§ DESCRIPTION OF THE TASK
Where a line in the records below includes "apartment", pull that line out.

§ DATASET RECORDS
=== Section Start ===

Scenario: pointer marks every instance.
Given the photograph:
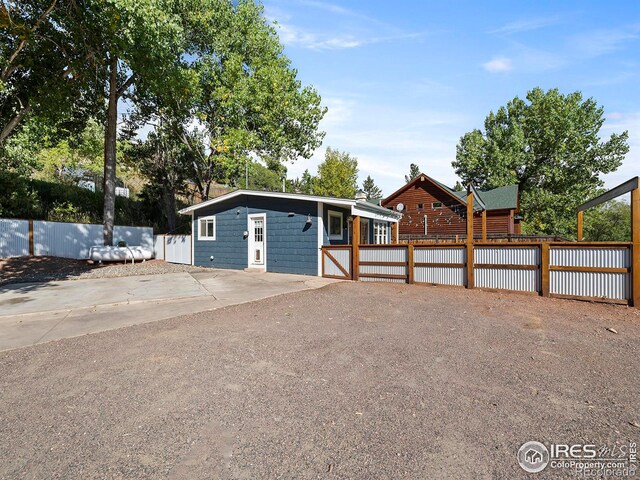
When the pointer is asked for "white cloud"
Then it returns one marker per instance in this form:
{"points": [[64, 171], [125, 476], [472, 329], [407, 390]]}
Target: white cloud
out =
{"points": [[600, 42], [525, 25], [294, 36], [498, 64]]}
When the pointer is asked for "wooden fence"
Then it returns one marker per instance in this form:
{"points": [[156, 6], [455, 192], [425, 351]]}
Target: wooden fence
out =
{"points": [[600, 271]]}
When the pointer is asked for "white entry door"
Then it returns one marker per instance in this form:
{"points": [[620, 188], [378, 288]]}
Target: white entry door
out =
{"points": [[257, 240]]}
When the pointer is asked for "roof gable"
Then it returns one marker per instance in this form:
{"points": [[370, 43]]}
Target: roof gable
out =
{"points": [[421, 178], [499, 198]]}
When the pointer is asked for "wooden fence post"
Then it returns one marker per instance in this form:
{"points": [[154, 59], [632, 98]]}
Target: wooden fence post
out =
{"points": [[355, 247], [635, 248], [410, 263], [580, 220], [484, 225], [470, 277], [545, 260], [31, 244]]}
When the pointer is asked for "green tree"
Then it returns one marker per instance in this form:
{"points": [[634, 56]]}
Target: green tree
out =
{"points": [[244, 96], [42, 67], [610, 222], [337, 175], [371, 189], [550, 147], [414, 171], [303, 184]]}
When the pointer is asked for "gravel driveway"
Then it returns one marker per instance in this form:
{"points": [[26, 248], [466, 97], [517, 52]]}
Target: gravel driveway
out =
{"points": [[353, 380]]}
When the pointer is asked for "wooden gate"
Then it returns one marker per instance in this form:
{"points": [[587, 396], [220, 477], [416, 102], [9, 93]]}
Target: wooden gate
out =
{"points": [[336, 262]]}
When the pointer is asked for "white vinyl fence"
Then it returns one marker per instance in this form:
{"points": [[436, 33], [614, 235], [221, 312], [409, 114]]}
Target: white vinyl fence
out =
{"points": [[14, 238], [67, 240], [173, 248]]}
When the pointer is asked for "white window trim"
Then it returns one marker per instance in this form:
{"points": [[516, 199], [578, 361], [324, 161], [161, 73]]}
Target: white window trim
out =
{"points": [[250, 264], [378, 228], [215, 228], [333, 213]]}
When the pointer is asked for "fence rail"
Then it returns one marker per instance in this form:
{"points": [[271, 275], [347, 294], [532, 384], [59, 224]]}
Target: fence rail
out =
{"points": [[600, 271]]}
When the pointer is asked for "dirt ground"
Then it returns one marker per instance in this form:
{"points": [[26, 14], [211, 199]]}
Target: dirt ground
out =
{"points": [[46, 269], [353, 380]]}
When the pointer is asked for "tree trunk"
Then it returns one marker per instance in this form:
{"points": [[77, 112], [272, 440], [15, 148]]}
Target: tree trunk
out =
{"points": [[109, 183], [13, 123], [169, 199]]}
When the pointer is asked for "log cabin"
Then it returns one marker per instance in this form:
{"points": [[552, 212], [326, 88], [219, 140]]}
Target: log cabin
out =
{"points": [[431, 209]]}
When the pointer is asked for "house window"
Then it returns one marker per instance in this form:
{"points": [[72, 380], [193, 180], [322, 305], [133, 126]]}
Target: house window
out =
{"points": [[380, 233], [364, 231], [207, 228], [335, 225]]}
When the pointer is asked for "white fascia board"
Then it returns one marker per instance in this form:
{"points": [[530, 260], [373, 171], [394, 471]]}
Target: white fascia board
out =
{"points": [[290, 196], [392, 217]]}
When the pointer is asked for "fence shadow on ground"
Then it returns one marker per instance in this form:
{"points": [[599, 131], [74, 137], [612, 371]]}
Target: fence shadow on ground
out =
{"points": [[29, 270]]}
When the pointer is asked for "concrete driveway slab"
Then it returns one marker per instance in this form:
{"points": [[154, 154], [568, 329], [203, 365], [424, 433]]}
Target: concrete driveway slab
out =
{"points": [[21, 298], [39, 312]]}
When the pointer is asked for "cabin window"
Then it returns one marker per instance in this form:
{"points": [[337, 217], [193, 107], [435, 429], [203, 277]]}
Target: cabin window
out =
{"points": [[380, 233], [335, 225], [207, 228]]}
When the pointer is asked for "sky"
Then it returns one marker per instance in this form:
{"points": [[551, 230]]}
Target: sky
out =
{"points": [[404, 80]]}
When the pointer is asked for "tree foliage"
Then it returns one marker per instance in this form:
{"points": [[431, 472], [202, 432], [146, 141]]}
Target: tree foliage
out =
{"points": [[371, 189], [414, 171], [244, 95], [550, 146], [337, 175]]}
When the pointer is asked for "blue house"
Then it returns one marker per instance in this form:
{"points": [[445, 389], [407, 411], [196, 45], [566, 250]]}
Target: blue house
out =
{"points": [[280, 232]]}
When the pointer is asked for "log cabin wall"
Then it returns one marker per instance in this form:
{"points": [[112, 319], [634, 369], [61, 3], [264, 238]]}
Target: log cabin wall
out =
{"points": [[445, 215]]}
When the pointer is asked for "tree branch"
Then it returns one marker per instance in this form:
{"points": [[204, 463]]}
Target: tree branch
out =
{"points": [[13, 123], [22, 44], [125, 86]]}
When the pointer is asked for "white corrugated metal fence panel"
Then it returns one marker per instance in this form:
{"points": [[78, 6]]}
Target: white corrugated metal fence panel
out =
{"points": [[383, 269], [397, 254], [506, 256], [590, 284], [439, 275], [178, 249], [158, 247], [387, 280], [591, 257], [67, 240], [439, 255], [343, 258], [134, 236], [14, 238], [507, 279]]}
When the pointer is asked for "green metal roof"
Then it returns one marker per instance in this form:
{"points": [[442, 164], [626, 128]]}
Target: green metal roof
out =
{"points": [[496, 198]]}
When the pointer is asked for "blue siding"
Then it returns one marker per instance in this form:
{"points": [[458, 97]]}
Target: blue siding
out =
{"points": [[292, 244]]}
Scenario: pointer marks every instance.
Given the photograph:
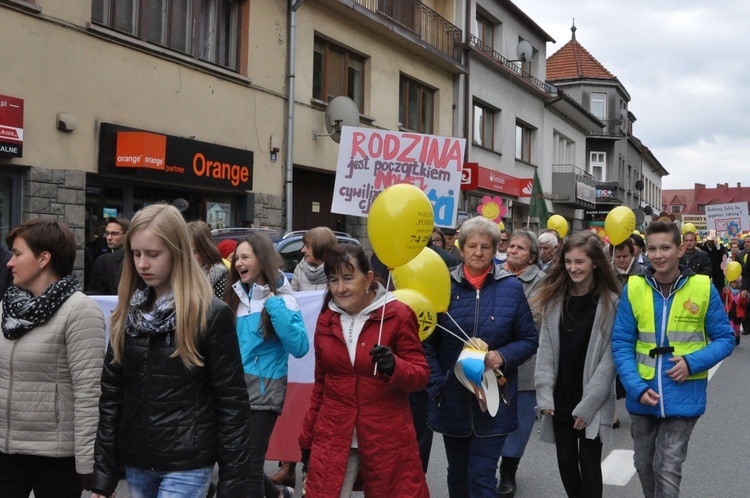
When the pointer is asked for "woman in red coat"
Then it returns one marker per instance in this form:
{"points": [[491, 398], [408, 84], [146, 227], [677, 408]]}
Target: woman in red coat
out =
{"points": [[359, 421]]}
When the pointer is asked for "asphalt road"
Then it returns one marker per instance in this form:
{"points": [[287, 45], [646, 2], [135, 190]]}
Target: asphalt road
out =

=== Section End ===
=== Section Start ===

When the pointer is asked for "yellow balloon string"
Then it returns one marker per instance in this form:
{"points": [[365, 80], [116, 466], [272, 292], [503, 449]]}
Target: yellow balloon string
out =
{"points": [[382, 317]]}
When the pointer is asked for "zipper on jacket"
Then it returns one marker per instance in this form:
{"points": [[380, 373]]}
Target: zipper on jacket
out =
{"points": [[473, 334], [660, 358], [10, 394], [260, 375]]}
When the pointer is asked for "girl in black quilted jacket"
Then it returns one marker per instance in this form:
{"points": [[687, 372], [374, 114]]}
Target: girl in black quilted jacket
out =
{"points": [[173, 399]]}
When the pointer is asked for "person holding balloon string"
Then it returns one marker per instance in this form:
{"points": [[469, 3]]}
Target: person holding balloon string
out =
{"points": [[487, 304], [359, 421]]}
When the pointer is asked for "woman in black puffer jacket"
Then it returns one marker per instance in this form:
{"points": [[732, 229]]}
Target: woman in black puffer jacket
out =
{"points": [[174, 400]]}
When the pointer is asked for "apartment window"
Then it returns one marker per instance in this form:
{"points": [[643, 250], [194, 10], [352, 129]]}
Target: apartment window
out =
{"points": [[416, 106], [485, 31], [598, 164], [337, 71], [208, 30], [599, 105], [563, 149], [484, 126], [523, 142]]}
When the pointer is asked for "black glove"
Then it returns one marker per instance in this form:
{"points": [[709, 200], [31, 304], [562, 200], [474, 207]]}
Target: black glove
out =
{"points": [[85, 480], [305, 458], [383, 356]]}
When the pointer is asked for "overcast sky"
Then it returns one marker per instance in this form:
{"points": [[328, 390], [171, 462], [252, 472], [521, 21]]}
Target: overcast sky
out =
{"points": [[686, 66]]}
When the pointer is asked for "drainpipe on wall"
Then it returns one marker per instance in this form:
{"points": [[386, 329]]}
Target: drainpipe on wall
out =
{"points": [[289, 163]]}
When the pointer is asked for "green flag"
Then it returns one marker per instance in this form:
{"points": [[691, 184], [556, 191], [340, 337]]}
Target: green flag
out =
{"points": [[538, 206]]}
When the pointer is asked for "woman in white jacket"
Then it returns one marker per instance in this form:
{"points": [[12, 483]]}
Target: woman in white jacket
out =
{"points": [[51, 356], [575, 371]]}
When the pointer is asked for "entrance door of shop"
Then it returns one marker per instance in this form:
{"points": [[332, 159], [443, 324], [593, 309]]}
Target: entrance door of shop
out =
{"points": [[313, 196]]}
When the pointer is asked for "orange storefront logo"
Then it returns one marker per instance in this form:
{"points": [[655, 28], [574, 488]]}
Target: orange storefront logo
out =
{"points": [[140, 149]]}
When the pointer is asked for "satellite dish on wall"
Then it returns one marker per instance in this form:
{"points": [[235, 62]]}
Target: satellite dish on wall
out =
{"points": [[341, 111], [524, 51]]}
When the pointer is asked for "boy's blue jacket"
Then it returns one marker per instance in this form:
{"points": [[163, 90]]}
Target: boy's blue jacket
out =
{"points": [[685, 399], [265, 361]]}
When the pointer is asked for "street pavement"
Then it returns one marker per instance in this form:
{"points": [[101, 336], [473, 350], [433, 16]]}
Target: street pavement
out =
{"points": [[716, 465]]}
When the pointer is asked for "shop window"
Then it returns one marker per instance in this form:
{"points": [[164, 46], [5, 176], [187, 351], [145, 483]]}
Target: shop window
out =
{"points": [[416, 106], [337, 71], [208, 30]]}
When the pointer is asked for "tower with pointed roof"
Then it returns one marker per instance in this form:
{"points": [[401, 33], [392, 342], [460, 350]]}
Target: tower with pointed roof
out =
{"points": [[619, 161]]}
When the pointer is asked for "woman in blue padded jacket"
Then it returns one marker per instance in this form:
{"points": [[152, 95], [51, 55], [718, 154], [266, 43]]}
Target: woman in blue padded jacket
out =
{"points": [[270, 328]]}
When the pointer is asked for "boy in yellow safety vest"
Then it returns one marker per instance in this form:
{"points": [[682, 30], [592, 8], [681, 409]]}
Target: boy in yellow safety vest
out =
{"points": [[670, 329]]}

=== Section End ===

§ RESPONSE TO THE TASK
When the pointer is asked for "apartment window"
Target: apartment window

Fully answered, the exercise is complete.